= WHAT YOU WILL DO =
In the article below on academic search engine spam, from which two websites did Google Scholar not index the authors' PDF files?

= TEXT TO READ =

Academic Search Engine Spam and Google Scholar's Resilience Against it

Beel, Joeran; Gipp, Bela

doi:https://doi.org/10.3998/3336451.0013.305

Print
Share+
- Twitter
- Facebook
- Reddit
- Mendeley

Academic Search Engine Spam and Google Scholar's Resilience Against it

Journal of Electronic Publishing

Volume 13, Issue 3, December 2010

DOI: https://doi.org/10.3998/3336451.0013.305

Permissions: This work is protected by copyright and may be linked to without seeking permission. Permission must be received for subsequent distribution in print or electronically. Please contact [email protected] for more information.

For more information, read Michigan Publishing's access and usage policy.

« Prev section Next section »

6 Results

6.1 Websites Google Scholar crawled

Google Scholar did not index our PDF files from mendeley.com and researchgate.com, although other PDFs from those websites are indexed by Google Scholar. PDFs from sciplore.org, beel.org and academia.edu were indexed as well as PDFs from the university’s Web space.

= RECORDS PROVIDED =

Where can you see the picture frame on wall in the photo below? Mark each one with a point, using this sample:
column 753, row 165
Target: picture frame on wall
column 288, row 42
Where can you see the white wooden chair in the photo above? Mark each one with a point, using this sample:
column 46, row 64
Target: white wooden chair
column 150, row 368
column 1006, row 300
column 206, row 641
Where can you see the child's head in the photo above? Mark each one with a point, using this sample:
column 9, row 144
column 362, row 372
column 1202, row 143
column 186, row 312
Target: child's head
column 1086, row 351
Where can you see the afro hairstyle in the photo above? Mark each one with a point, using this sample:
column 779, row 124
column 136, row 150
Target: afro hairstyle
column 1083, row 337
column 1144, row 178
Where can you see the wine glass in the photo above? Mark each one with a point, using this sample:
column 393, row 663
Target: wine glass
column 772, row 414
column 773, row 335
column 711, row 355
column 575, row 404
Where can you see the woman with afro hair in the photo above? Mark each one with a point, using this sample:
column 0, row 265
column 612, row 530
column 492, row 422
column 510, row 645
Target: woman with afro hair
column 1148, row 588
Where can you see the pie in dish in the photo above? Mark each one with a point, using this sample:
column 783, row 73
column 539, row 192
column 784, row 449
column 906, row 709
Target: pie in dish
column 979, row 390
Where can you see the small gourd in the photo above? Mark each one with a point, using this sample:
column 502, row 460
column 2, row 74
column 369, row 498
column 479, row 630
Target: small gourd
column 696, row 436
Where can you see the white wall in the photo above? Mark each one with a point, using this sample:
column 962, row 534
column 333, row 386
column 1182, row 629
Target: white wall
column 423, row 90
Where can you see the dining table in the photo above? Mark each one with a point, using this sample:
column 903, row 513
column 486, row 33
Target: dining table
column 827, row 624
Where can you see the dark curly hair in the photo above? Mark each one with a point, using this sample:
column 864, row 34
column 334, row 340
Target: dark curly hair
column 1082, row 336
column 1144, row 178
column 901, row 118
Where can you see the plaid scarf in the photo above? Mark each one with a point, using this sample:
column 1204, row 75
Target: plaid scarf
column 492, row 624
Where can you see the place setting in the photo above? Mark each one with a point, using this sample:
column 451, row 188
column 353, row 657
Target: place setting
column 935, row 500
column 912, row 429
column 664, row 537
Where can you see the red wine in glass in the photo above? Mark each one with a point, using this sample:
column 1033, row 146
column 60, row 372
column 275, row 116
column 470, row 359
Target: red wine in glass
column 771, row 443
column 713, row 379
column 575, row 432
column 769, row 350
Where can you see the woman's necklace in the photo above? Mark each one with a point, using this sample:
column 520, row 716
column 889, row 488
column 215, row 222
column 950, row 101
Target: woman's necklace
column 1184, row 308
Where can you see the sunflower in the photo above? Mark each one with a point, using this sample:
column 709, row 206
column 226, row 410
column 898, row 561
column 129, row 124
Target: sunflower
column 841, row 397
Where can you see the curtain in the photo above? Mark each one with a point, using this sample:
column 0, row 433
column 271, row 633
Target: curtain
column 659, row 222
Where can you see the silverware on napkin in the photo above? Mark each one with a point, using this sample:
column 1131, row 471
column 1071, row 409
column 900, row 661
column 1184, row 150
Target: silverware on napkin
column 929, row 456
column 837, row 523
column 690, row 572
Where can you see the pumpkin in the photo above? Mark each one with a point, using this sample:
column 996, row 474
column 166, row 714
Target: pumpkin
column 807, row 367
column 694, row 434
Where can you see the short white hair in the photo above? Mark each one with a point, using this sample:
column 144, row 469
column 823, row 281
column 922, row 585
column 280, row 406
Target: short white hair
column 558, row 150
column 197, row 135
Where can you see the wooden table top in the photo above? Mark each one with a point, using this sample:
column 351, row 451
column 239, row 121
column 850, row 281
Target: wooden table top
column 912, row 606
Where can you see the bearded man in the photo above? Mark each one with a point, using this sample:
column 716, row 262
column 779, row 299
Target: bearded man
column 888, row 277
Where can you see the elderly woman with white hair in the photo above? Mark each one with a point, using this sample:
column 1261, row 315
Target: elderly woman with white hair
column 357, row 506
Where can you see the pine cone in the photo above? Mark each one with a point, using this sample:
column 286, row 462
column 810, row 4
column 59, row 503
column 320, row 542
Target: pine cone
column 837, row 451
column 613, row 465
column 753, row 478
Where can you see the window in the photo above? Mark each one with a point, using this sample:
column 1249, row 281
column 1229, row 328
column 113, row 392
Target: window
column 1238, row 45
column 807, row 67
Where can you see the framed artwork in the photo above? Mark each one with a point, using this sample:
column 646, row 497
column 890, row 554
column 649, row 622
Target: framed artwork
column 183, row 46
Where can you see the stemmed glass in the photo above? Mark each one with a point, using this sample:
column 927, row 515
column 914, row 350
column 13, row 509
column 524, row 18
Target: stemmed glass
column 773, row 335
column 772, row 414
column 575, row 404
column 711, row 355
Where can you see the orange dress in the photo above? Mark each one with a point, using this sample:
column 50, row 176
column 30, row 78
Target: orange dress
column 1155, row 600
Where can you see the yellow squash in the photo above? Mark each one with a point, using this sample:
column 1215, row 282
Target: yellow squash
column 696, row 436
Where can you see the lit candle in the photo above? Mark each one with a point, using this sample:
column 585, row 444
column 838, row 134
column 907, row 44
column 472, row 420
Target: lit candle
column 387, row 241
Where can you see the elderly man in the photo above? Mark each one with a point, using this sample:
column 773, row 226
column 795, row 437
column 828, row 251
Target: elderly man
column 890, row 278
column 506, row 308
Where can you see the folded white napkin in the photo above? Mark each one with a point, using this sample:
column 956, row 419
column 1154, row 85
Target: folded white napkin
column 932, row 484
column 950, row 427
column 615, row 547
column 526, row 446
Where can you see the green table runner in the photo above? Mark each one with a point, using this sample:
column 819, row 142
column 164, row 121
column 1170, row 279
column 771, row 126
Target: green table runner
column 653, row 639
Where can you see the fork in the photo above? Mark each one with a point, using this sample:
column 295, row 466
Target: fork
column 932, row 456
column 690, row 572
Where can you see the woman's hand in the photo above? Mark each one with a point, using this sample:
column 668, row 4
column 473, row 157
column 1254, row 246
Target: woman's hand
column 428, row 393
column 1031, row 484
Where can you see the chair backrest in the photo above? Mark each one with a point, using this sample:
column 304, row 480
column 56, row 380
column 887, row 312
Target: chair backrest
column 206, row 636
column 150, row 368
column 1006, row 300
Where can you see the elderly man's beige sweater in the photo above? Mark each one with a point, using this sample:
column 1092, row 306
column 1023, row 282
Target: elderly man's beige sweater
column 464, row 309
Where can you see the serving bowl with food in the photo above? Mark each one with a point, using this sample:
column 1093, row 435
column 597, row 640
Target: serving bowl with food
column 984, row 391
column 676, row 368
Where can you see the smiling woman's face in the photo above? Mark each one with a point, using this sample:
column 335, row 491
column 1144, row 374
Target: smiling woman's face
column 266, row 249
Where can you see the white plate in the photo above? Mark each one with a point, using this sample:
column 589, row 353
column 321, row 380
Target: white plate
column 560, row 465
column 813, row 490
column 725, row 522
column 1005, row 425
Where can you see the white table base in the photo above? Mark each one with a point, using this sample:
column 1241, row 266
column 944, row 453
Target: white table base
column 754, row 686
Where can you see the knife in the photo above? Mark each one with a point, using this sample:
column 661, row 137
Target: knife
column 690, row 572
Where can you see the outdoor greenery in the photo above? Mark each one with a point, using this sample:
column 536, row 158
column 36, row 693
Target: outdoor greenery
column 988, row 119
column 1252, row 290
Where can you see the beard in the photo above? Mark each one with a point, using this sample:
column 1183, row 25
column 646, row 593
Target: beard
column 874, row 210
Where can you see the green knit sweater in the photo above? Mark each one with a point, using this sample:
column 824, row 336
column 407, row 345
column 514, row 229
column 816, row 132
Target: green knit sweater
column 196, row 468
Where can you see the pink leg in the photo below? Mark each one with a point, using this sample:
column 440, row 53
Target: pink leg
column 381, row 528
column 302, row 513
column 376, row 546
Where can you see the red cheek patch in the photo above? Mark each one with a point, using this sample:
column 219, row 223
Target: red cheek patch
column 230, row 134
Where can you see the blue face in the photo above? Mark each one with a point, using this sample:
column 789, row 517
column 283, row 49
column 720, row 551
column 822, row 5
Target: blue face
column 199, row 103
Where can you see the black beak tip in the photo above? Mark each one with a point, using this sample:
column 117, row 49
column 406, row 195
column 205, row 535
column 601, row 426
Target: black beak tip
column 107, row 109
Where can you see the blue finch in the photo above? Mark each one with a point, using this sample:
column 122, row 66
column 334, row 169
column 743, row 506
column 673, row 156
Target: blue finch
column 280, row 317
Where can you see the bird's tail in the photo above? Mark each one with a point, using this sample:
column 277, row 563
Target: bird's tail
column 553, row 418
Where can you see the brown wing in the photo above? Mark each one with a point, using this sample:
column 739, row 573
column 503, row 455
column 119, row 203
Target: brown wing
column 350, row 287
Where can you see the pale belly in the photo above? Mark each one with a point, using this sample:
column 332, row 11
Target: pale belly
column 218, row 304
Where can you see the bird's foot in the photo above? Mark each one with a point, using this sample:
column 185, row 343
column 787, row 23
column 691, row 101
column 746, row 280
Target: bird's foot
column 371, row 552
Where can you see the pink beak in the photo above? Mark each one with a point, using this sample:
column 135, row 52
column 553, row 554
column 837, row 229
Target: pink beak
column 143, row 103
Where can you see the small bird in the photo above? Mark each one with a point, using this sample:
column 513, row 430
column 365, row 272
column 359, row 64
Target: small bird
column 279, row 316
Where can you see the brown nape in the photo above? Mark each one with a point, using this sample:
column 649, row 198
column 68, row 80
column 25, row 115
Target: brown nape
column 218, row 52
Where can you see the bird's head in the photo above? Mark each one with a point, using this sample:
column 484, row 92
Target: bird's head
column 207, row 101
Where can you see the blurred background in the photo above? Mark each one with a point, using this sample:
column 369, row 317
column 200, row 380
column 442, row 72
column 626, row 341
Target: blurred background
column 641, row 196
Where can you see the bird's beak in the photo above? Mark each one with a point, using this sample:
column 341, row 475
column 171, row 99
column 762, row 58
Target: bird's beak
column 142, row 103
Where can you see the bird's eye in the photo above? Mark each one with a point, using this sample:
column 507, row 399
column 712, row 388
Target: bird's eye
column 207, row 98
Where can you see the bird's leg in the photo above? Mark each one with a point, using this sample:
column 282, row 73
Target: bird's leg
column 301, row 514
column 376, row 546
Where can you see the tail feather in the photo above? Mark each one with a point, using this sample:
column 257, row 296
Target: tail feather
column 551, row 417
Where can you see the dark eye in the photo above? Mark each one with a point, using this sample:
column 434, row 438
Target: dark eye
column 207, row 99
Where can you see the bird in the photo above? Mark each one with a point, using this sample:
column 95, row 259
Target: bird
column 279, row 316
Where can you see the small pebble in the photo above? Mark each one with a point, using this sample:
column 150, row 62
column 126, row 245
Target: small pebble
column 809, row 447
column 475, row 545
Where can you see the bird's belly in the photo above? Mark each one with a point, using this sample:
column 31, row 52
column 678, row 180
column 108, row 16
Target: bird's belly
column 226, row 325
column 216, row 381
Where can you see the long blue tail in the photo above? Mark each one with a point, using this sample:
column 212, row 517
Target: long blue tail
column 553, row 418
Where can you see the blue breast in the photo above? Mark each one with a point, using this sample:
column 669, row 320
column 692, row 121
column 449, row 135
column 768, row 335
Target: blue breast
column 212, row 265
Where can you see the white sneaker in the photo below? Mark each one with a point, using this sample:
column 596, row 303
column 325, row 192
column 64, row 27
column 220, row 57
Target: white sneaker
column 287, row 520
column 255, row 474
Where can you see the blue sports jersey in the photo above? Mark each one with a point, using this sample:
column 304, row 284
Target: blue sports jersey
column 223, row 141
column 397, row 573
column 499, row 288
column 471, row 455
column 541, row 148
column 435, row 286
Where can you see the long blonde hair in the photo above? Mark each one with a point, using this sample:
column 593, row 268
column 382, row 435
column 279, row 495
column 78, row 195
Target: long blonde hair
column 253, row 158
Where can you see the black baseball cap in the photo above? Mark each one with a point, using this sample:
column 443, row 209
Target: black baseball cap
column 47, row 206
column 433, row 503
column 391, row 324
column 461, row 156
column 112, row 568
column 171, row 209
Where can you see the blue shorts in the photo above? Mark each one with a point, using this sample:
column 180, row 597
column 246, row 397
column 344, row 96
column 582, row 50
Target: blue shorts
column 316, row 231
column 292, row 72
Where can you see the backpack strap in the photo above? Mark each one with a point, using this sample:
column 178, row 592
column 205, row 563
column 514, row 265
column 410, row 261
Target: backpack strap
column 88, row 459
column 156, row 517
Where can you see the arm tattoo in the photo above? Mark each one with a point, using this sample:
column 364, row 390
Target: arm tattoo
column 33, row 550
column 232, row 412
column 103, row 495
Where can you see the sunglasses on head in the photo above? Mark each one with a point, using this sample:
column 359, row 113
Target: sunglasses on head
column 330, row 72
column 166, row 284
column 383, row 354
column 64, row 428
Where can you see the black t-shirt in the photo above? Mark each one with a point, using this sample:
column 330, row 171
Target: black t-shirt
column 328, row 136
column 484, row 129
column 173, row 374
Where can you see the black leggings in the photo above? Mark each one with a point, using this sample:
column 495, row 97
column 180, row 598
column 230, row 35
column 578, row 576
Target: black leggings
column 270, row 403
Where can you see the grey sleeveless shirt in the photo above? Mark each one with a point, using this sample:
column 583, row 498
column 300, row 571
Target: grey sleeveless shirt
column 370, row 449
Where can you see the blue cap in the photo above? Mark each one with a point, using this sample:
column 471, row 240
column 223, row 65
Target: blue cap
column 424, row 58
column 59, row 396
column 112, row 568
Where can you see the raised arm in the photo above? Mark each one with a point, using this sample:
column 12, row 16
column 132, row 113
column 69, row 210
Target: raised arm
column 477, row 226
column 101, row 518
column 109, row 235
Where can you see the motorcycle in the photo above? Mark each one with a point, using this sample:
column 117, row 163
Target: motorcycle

= PROBLEM SOLUTION =
mendeley.com and researchgate.com